Study this excellent article. Understand what God has done!
But as it is written: "Things which eye has not seen and ear has not heard and have not entered into the heart of man, whatsoever things God has prepared for those who love Him" (I Cor. 2:9).
What are these "things" that the senses haven't experienced nor have even occurred to the mind of man for his joy? Are they future things reserved in Heaven as rewards for those who love God? No, for in the next sentence Paul writes in the past tense, "For to us God has revealed them through the Spirit." According to him these things were in the past unperceived and unknown by man, but they have since become known through the Spirit's revelation to us who love God.
In a similar way, when His disciples asked Jesus why He spoke to the people in parables, He explained,
Because to you is it given to know the mysteries of the kingdom of Heaven, but to those it is not given. For whoever has, it shall be given to him and he shall abound; but whoever does not have, even that which he has shall be taken away from him. For this reason in parables to them do I speak, for seeing they do not see and hearing they do not hear, neither do they understand...But blessed are your eyes for they see, and your ears for they hear. For, assuredly, I say to you that many prophets and righteous men craved to see the things you see and did not see them, and to hear the things you hear and did not hear them (Matt. 13:11-17).
In connection with these statements about "things" by Jesus and Paul, consider this one by Peter:
Concerning this salvation, the prophets, who spoke of the grace that was to come to you, searched intently and with the greatest care, trying to find out the time and circumstances to which the Spirit of Christ in them was pointing when he predicted the sufferings of Christ and the glories that would follow. It was revealed to them that they were not serving themselves but you, when they spoke of the things that have now been told you by those who have preached the gospel to you by the Holy Spirit sent from heaven. Even angels long to look into these things (1 Pet. 1:10-12, NIV).
Do you see how these statements by Jesus, Paul, and Peter harmonize? They all speak of certain "things" which were at one time unknown, even by God's own inquisitive prophets, who itched to see them, but which have since become known. Yet these mysterious things became known, not because man in his own wisdom figured them out, but only because God chose to reveal them in His own time. And how did God reveal them? By the Spirit through inspiration of the apostles who preached them as the gospel (1 Cor. 2:10; I Pet. 1:12). Thus, Paul calls the gospel "the mystery of the gospel" (Eph. 6:19).

▶ **Work to complete**
Summarize the article above on the "things" God has revealed in exactly two sentences.

▶ **Data**
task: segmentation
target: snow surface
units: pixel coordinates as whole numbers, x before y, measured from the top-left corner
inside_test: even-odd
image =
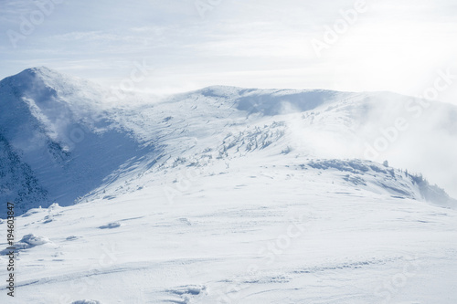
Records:
[[[362,156],[411,98],[106,95],[46,68],[0,82],[1,199],[24,197],[16,295],[0,285],[2,303],[457,302],[456,201]],[[456,112],[433,103],[390,150],[452,148]]]

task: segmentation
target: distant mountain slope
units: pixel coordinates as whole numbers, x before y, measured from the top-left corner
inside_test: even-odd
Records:
[[[46,68],[0,82],[0,130],[17,162],[29,167],[24,178],[33,177],[48,193],[40,204],[70,204],[125,161],[153,150],[140,147],[103,112],[102,98],[96,86]],[[4,170],[10,165],[2,162]],[[27,210],[38,201],[18,203]]]
[[[151,173],[229,165],[252,153],[297,163],[303,158],[388,159],[395,167],[425,173],[447,190],[457,178],[452,162],[457,110],[451,105],[433,102],[419,113],[422,100],[388,92],[224,86],[161,100],[127,94],[112,102],[109,95],[47,68],[0,81],[0,152],[10,155],[1,170],[15,172],[19,181],[16,187],[9,179],[2,185],[23,210],[115,195],[138,180],[156,181]],[[395,129],[399,118],[409,127]],[[379,142],[386,149],[377,150]],[[33,181],[27,195],[20,181]],[[407,192],[418,193],[409,195],[416,199],[446,201],[447,194],[429,186],[421,193],[409,183]]]

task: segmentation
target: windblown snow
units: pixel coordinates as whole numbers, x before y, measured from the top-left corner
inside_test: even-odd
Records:
[[[1,302],[454,304],[456,118],[388,92],[113,100],[27,69],[0,81]]]

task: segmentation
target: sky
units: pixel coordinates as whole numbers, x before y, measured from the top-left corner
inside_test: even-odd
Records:
[[[420,96],[444,74],[437,99],[457,104],[456,16],[455,0],[0,0],[0,79]]]

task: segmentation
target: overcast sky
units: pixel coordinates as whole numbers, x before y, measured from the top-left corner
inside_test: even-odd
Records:
[[[220,84],[419,95],[438,70],[457,75],[457,1],[357,2],[0,0],[0,78],[47,66],[119,86],[137,63],[150,69],[133,89],[154,93]],[[456,88],[457,78],[439,99],[457,104]]]

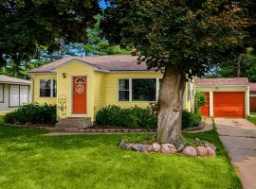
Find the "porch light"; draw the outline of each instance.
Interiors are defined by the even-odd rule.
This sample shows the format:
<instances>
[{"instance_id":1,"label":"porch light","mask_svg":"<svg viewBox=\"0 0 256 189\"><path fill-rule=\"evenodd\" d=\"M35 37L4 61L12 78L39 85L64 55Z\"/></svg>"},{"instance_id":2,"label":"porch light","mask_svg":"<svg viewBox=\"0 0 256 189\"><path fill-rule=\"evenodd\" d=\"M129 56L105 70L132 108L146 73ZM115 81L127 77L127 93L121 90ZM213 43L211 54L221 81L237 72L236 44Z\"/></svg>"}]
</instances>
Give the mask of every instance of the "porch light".
<instances>
[{"instance_id":1,"label":"porch light","mask_svg":"<svg viewBox=\"0 0 256 189\"><path fill-rule=\"evenodd\" d=\"M63 77L65 78L66 77L66 74L64 72L63 73Z\"/></svg>"}]
</instances>

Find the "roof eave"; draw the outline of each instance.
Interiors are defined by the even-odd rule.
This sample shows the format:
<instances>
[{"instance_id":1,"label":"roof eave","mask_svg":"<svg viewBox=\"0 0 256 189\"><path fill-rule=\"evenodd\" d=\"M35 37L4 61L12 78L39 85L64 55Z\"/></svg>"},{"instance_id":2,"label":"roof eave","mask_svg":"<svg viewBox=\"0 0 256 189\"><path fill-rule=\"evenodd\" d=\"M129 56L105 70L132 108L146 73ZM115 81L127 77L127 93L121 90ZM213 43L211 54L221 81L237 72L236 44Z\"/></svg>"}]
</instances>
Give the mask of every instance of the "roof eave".
<instances>
[{"instance_id":1,"label":"roof eave","mask_svg":"<svg viewBox=\"0 0 256 189\"><path fill-rule=\"evenodd\" d=\"M248 84L243 85L194 85L195 87L248 87Z\"/></svg>"}]
</instances>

▶ **The output**
The article argues that the "things" Paul describes in I Corinthians 2:9 are not future rewards kept in Heaven but things once unknown to man that God has since revealed through the Spirit, since Paul's next sentence is in the past tense. It ties this to Jesus's words about the mysteries of the kingdom and to Peter's words about the prophets' search, holding that all three speak of things hidden even from the prophets that became known only when God chose to reveal them by the Spirit through the apostles, who preached them as the gospel.